Selected text
[start]

As we move into 2026, most financial planning businesses will do what they have always done at this time of year. They will review performance, revisit goals, refine strategy, adjust operations and look closely at systems and processes. Some will do this thoroughly and thoughtfully; others will do it quickly, more out of obligation than conviction. Either way, the focus will be on the business.


This is not wrong. A business needs direction and structure. It needs clarity around what it is trying to achieve and how it intends to get there. Strategy, operations, systems and processes all matter… they always will.


What is often missing, however, is the equal and deliberate focus on people.


In theory, most leadership teams would agree that people sit at the centre of any successful business. We talk about people, processes and systems as the foundational layers of an organisation. In practice, though, the people layer is usually the least examined and the least planned for. It is assumed rather than explored and it is acknowledged but not deeply worked with.

[end]

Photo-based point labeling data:

[start]

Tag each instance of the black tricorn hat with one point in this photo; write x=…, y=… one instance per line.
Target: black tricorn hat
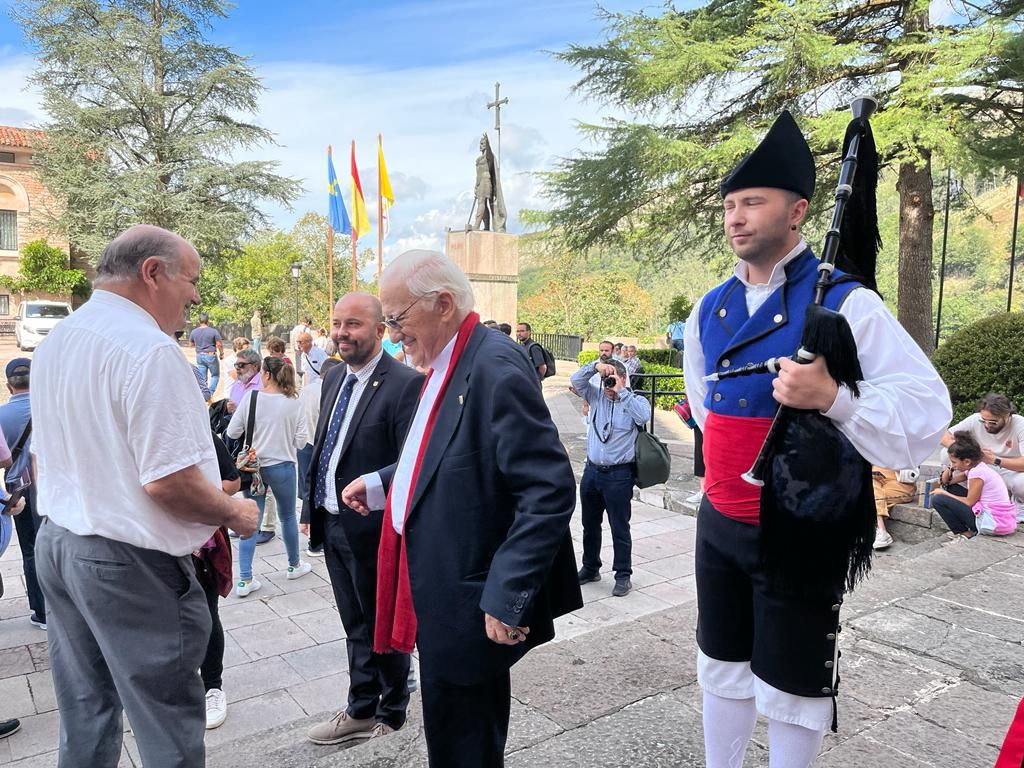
x=782, y=161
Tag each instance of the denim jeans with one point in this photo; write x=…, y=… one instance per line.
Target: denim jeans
x=281, y=478
x=607, y=488
x=304, y=456
x=209, y=364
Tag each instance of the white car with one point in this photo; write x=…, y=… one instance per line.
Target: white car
x=35, y=318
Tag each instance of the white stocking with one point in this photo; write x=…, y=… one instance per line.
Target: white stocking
x=792, y=745
x=728, y=725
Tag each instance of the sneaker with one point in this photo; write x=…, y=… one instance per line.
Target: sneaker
x=341, y=728
x=246, y=588
x=7, y=727
x=216, y=708
x=297, y=571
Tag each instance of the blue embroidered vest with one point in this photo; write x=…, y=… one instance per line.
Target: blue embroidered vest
x=730, y=338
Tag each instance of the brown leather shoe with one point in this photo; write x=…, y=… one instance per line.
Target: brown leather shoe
x=341, y=728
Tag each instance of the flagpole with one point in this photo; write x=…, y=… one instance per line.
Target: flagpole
x=330, y=258
x=380, y=209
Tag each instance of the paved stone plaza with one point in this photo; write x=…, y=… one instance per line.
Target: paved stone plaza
x=932, y=659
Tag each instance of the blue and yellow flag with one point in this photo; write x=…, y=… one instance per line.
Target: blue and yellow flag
x=338, y=214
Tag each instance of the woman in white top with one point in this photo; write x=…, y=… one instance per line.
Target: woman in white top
x=280, y=430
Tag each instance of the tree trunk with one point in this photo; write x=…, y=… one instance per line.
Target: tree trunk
x=916, y=216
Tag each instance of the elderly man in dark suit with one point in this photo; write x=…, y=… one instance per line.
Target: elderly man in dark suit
x=476, y=560
x=366, y=407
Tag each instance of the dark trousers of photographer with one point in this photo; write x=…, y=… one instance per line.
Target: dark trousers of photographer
x=607, y=488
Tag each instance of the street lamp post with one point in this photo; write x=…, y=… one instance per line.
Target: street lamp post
x=296, y=269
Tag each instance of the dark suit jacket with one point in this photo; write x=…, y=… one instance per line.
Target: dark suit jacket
x=487, y=527
x=375, y=436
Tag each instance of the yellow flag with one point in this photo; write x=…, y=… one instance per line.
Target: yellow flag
x=360, y=222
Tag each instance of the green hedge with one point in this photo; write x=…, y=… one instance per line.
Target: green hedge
x=663, y=401
x=985, y=356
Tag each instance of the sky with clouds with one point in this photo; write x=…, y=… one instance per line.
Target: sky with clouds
x=420, y=72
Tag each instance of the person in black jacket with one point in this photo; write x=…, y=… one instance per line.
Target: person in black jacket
x=366, y=407
x=476, y=559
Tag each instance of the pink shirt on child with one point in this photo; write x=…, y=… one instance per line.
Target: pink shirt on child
x=995, y=497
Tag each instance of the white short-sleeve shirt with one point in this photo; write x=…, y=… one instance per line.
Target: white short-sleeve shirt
x=115, y=406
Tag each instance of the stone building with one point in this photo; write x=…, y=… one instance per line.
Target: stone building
x=24, y=202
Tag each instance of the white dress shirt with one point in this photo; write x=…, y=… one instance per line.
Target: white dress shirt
x=115, y=407
x=363, y=377
x=401, y=492
x=903, y=407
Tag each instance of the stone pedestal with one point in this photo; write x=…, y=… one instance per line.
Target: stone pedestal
x=491, y=260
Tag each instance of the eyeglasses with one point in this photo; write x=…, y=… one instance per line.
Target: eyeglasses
x=395, y=323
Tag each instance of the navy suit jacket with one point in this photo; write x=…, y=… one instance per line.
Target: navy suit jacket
x=487, y=527
x=374, y=437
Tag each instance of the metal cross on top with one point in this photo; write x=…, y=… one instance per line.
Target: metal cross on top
x=497, y=104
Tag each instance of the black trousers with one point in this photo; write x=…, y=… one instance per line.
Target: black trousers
x=466, y=726
x=378, y=682
x=27, y=523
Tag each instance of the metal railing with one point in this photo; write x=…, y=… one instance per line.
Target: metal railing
x=651, y=392
x=561, y=346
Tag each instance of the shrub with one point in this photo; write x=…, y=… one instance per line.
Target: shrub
x=985, y=356
x=663, y=401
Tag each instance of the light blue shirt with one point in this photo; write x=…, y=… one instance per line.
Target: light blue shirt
x=612, y=434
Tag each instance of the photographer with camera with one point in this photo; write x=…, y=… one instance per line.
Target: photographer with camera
x=615, y=414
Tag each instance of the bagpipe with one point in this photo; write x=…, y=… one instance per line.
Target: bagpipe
x=817, y=510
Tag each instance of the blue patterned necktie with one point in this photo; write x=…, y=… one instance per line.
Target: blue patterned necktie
x=334, y=428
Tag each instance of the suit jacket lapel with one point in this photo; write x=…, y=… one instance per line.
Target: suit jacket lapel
x=368, y=394
x=449, y=417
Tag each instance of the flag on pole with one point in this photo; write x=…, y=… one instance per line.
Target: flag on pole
x=360, y=222
x=386, y=196
x=336, y=206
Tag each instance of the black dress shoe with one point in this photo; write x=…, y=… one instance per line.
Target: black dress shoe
x=8, y=727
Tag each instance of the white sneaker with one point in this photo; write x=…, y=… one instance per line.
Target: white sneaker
x=297, y=571
x=216, y=708
x=883, y=539
x=246, y=588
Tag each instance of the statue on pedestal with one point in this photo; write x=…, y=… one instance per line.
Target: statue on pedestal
x=488, y=204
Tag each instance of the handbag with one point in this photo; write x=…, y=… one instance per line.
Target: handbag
x=653, y=463
x=246, y=460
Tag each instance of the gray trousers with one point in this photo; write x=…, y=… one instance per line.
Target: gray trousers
x=127, y=628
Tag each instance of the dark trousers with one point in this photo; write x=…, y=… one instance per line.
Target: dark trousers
x=466, y=726
x=955, y=514
x=127, y=629
x=378, y=682
x=27, y=522
x=212, y=670
x=607, y=488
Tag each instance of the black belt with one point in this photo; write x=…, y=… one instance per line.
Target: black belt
x=608, y=467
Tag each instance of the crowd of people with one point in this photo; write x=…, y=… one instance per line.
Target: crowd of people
x=439, y=503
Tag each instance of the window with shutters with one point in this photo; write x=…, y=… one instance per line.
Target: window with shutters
x=8, y=230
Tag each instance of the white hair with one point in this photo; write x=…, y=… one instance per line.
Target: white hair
x=426, y=272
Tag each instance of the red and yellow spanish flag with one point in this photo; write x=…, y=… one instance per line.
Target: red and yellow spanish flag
x=360, y=222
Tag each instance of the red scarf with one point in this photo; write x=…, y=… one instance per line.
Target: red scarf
x=395, y=626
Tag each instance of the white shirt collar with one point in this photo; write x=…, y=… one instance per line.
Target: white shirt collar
x=777, y=273
x=367, y=371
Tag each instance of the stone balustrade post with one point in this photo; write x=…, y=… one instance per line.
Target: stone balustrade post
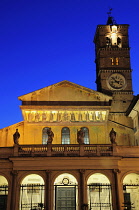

[end]

Parts of the exercise
a - In the listing, rewrite everything from the line containing "Tag each instance of the stone balustrade" down to the end of the listing, putting "railing post" in place of "balustrade post" and changing nothing else. Leave the picture out of your answer.
b - Extend the passage on planning for people in financial planning businesses, picking up after its last sentence.

Response list
a -
Tag each instance of the stone railing post with one point in this photo; write x=…, y=… one instance per line.
Target: stone railing post

b -
Our experience working with financial planning businesses, both large and small, is that planning conversations tend to treat people as a resource rather than as a dynamic and evolving part of the business. The business is planned band people are expected to adapt.


If planning for 2026 is going to be meaningful, that balance needs to shift.


When we talk about people, we are really talking about three distinct but interconnected groups: leadership, employees and clients. Each plays a different role in the health of the business, and each deserves its own spotlight.


Leadership is where this begins.


Business owners and senior leaders carry more than just responsibility. They carry pressure, expectation and often a level of emotional and cognitive load that goes unseen. They make decisions that affect livelihoods, reputations and futures. They set the tone for the organisation, whether they intend to or not.


The reality is that a business cannot outperform

the internal state of its leadership for very long.


If leaders are tired, distracted, overwhelmed or carrying unresolved personal pressure, it shows up in how the business is run. It affects clarity, decision-making, communication and ultimately performance. No strategy document can compensate for a leader who is not in the right headspace to lead.


This is why planning for the business has to include space for leaders to work on themselves. Not in an abstract or indulgent way, but in a very practical sense. Are leaders rested and clear coming into the year ahead? Are they carrying personal challenges that may bleed into the business? Are they operating from a place of intention, or simply reacting to what is in front of them?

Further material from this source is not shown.